__Records for the exercise__:
-=-=-

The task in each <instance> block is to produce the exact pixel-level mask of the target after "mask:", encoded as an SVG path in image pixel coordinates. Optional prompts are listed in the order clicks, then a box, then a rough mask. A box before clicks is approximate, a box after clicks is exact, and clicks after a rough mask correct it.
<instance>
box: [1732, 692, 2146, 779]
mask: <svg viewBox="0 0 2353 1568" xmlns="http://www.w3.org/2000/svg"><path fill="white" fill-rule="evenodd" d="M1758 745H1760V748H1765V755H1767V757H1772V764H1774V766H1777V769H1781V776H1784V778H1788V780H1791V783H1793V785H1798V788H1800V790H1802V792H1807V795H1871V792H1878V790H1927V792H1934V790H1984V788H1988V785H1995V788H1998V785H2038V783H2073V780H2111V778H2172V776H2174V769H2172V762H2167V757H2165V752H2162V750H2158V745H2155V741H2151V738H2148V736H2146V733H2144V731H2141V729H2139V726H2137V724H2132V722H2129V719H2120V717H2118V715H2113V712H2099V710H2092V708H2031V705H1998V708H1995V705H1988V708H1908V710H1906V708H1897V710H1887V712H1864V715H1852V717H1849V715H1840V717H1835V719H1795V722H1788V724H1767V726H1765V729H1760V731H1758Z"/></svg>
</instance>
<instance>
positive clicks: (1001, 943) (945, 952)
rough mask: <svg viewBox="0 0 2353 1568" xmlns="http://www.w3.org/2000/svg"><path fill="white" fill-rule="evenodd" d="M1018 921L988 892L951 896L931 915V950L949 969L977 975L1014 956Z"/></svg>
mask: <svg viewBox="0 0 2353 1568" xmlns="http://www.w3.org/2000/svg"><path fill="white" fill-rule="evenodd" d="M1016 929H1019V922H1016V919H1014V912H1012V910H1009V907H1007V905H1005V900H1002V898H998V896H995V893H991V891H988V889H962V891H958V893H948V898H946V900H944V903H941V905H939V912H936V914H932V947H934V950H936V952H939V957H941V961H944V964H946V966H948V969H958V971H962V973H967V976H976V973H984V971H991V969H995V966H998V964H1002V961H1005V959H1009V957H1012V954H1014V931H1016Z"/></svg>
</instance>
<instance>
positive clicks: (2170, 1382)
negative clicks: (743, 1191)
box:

-=-=-

__Work order__: Copy the listing above, switching every "positive clicks" to "foreground clicks" and leaving everything else as it is.

__Task response__:
The task in each <instance> block is to produce the exact pixel-level mask of the target after "mask:", encoded as an SVG path in image pixel coordinates. Optional prompts are listed in the order clicks, then a box, then a rough mask. A box before clicks is approximate, a box after clicks is exact, and clicks after a rough mask correct it.
<instance>
box: [1732, 692, 2146, 779]
mask: <svg viewBox="0 0 2353 1568" xmlns="http://www.w3.org/2000/svg"><path fill="white" fill-rule="evenodd" d="M1758 745H1760V748H1765V755H1767V757H1772V764H1774V766H1777V769H1781V776H1784V778H1788V780H1791V783H1793V785H1798V788H1800V790H1802V792H1807V795H1871V792H1878V790H1927V792H1934V790H1984V788H1988V785H1995V788H1998V785H2038V783H2073V780H2111V778H2172V776H2174V769H2172V762H2167V757H2165V752H2162V750H2158V745H2155V741H2151V738H2148V736H2146V733H2144V731H2141V729H2139V726H2137V724H2132V722H2129V719H2120V717H2118V715H2113V712H2099V710H2092V708H2031V705H1998V708H1995V705H1988V708H1908V710H1906V708H1897V710H1887V712H1864V715H1852V717H1849V715H1840V717H1835V719H1795V722H1788V724H1767V726H1765V729H1760V731H1758Z"/></svg>
</instance>
<instance>
foreground clicks: (1001, 943) (945, 952)
rough mask: <svg viewBox="0 0 2353 1568" xmlns="http://www.w3.org/2000/svg"><path fill="white" fill-rule="evenodd" d="M1018 921L988 892L951 896L931 915V950L949 969L977 975L1014 956Z"/></svg>
mask: <svg viewBox="0 0 2353 1568" xmlns="http://www.w3.org/2000/svg"><path fill="white" fill-rule="evenodd" d="M1016 929H1019V922H1016V919H1014V912H1012V910H1009V907H1007V905H1005V900H1002V898H998V896H995V893H991V891H988V889H962V891H958V893H948V898H946V900H944V903H941V905H939V912H936V914H932V947H934V950H936V952H939V957H941V961H944V964H946V966H948V969H958V971H962V973H967V976H976V973H984V971H991V969H995V966H998V964H1002V961H1005V959H1009V957H1012V954H1014V931H1016Z"/></svg>
</instance>
<instance>
foreground clicks: (2170, 1382)
negative clicks: (743, 1191)
box:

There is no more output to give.